Exercise requirements :: Swap "minimal enclosing rectangle" for "tight bounding box" in every one of the rows below, changing nothing else, and leave the pictures out of your answer.

================================

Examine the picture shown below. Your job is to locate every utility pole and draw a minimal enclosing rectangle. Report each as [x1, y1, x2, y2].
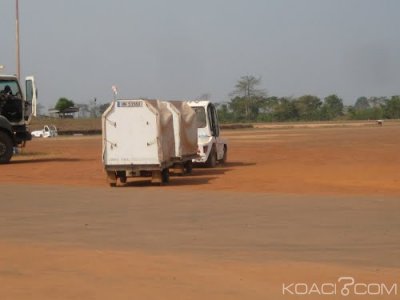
[15, 0, 21, 81]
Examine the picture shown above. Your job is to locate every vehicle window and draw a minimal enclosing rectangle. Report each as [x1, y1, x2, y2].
[192, 107, 207, 128]
[0, 80, 21, 96]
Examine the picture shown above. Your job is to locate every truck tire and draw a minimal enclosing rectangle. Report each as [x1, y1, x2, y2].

================================

Correct response ::
Examine the picture shown below. Your job is to locate every utility pole and draw a tight bounding box. Report each as [x1, y1, x2, y2].
[15, 0, 21, 81]
Examine the picture shown above. Your job is to locate every vehicle window and draw a tight bounding box. Report each as [x1, y1, x2, y2].
[192, 107, 207, 128]
[0, 80, 21, 96]
Examine the picture shown above. Your job is to locate every truck tire and draw a tight bounding box. Report each as [x1, y1, x2, y2].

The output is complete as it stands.